__TASK DETAILS__.
Say whether each statement below agrees with the text on the Geneva Conventions, answering yes or no and quoting the words of the text that decide it. (a) Article 3 appears in identical form in all four conventions and applies to non-international armed conflicts. (b) The OCHA policy brief reviews the Security Council's protection of civilians agenda for the years 2015-2019. (c) OCHA finds that the gap between the normative framework and the realities civilians experience has narrowed over the past five years.

>> START DOCUMENT

What Do the Geneva Conventions Say?

The four Geneva Conventions of 1949 and their additional protocols contain rules designed to protect civilians and those who can no longer engage in conflict, such as wounded and sick soldiers and prisoners of war. The Fourth Geneva Convention focuses specifically on civilians and includes detailed provisions on their treatment, status, and rights. Unsurprisingly, the Geneva Conventions are referred to in contemporary discussions on the protection of civilians in conflict zones such as Gaza, Ukraine, and elsewhere.

All four conventions contain an identical Article 3, which applies to non-international armed conflicts. Among other things, it prohibits acts with respect to persons taking no active part in hostilities. These violations include the following:

  • Violence to life and person, in particular murder of all kinds, mutilation, cruel treatment, and torture.
  • Taking of hostages.
  • Outrages upon personal dignity, in particular humiliating and degrading treatment.
  • The passing of sentences and the carrying out of executions without previous judgment pronounced by a regularly constituted court, affording all the judicial guarantees widely recognized as indispensable.

The Fourth Geneva Convention also sets out rules relating to accountability for grave breaches. Under Article 146, for example, the parties undertake to enact legislation that provides for penal sanctions for persons who commit grave breaches.

The Growing Harm to Civilians in Armed Conflict

A recent policy brief by the UN’s Office for the Coordination of Humanitarian Affairs (OCHA) reviewing the Security Council’s consideration of its protection of civilians agenda during the years 2019-2023 affirmed that the council has played a key normative role in promoting some of the principles that underpin IHL. The brief describes ways in which the council has pronounced itself on the obligations of conflict parties, including with respect to the conduct of hostilities and the protections accorded to specific people and objects in conflict. The brief explains, for example, that the council, through Resolution 2475 and Resolution 2474, “incorporated the protection needs of persons with disabilities, as well as missing persons and their next of kin.” The brief also notes that the council has consistently integrated protection language into country-specific resolutions, including in the mandates of peace operations, most of which are called upon “to investigate, monitor, analyze and report on IHL and IHRL [international human rights law] violations and abuses.” It adds that the most common protection of civilians-related listing criteria for Security Council-authorized sanctions “relate to violations of IHL and IHRL abuses.”

The council’s pronouncements notwithstanding, OCHA also offers a grim assessment of the status of the protection of civilians in armed conflict, finding that “the existing gap between the growing normative framework and the realities experienced by civilians in conflict-affected contexts across the world has remained, if not widened, in the past five years.”

>> END DOCUMENT
>> START DATA RECORDS

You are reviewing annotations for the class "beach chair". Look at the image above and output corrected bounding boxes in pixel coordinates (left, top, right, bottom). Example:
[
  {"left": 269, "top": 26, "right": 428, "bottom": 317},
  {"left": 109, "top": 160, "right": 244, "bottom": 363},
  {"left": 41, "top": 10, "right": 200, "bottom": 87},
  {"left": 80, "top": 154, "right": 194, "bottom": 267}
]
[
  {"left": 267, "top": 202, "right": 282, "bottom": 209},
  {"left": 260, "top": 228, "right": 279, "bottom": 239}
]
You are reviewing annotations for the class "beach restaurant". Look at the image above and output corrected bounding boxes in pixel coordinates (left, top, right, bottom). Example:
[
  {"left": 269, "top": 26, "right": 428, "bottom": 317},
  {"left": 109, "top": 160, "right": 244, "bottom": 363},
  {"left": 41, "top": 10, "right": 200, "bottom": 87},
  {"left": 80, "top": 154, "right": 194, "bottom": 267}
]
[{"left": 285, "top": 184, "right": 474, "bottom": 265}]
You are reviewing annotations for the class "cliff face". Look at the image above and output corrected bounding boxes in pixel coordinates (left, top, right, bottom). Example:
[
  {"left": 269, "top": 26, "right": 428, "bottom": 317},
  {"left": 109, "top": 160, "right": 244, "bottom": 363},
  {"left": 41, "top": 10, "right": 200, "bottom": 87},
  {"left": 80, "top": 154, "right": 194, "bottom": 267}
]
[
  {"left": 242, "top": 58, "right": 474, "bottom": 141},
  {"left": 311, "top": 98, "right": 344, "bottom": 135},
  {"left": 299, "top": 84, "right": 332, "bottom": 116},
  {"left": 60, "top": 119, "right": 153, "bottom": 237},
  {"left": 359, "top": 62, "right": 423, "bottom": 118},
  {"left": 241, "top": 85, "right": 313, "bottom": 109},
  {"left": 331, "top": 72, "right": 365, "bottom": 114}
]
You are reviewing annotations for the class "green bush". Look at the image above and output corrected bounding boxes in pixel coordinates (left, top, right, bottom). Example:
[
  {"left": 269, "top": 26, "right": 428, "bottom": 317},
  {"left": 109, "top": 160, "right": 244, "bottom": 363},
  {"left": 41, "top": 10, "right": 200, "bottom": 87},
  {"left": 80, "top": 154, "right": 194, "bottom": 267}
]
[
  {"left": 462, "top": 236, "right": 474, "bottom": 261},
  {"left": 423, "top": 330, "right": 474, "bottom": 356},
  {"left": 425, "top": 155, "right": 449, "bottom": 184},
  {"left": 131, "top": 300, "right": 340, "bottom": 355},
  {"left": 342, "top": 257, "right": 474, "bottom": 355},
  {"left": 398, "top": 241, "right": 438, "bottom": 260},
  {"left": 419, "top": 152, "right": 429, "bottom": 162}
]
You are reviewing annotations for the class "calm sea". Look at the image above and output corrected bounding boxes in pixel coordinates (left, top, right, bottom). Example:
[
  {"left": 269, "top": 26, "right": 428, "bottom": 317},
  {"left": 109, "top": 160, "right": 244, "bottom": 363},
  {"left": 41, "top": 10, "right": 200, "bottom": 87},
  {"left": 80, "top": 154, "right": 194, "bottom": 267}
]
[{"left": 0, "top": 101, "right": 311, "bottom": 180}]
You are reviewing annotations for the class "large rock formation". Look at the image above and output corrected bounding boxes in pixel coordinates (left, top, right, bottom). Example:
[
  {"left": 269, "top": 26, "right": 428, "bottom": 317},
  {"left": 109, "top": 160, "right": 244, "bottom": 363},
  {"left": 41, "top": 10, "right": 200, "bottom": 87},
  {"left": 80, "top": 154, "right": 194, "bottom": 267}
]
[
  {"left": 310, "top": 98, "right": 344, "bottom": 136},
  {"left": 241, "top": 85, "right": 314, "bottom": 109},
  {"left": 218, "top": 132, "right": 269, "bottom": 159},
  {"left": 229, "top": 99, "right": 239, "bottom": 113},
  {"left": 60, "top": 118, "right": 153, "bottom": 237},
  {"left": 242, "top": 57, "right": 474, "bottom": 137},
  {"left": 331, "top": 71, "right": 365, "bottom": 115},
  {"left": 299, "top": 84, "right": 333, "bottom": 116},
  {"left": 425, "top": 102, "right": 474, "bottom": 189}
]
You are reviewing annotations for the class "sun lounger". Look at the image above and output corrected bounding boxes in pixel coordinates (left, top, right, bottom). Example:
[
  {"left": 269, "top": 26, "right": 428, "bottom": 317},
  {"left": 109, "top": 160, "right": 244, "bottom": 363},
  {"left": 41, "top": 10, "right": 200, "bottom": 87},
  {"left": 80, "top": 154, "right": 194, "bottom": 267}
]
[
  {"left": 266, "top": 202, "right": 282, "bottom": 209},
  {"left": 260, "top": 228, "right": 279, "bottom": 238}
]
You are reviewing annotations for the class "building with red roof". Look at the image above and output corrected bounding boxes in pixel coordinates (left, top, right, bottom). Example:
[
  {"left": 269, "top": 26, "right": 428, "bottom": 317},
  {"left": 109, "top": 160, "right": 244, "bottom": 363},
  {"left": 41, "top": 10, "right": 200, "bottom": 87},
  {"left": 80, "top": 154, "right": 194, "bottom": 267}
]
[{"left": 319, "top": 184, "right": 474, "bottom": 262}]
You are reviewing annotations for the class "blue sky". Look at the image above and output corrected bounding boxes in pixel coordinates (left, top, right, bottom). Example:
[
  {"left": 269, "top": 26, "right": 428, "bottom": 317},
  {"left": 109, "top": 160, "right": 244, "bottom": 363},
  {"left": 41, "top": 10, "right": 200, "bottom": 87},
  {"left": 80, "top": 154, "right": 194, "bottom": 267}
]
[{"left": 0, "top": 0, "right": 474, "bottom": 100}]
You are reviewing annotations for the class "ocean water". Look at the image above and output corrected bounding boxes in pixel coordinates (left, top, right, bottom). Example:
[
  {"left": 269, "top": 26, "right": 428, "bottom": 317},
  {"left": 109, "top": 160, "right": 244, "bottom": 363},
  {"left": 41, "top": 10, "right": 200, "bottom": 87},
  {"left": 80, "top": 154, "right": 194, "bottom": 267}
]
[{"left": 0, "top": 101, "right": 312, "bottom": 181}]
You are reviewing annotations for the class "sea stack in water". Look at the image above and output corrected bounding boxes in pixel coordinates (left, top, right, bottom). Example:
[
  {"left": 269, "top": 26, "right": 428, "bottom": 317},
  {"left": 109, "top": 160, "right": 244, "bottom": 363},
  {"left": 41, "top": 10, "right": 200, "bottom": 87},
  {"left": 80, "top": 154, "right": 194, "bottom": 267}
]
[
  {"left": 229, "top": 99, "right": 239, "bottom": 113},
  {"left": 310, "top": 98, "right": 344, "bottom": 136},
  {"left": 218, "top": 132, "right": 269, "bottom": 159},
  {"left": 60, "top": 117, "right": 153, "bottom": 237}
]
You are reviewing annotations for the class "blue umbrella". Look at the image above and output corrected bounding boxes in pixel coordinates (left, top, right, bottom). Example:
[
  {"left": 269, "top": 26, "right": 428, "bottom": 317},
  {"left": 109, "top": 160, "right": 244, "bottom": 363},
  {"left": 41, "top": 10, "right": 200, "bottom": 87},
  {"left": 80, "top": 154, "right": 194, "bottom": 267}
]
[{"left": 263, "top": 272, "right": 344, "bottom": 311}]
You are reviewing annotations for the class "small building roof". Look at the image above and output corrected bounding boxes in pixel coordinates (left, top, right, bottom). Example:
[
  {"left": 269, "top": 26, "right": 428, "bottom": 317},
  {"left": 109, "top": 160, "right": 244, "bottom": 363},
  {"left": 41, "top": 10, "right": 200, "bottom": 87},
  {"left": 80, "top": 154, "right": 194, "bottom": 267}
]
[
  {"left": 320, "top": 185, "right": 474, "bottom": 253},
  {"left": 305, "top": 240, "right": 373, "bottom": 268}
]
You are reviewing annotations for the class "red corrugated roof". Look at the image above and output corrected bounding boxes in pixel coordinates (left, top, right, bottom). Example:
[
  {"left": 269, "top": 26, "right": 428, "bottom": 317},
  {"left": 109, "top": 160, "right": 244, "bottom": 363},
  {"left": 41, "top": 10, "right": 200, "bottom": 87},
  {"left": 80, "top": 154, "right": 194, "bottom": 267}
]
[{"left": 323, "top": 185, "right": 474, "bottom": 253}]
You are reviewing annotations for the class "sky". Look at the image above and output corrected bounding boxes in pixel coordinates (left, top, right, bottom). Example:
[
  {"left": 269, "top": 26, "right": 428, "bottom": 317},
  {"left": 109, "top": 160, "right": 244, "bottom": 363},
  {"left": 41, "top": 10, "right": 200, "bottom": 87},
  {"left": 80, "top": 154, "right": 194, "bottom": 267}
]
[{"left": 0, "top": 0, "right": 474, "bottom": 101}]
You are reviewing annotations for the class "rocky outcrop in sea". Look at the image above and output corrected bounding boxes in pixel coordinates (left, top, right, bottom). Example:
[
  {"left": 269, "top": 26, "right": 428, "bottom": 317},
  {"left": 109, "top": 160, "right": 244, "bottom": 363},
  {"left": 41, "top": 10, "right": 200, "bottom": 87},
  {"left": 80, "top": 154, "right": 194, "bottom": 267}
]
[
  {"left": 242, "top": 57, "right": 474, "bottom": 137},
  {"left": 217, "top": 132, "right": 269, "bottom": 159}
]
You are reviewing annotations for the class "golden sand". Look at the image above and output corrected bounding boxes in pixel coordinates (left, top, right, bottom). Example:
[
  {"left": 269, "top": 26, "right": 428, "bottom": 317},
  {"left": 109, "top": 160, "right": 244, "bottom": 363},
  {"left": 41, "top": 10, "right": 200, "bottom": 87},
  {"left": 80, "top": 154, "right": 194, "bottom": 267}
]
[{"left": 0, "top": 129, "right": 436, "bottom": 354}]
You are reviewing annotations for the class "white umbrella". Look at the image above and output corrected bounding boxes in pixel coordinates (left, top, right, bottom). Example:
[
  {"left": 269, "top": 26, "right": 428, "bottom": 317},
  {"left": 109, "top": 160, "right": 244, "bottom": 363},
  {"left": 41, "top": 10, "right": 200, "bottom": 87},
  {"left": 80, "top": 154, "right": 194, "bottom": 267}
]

>> END DATA RECORDS

__EXPECTED OUTPUT__.
(a) Yes: "All four conventions contain an identical Article 3, which applies to non-international armed conflicts."
(b) No: "during the years 2019-2023"
(c) No: "has remained, if not widened, in the past five years."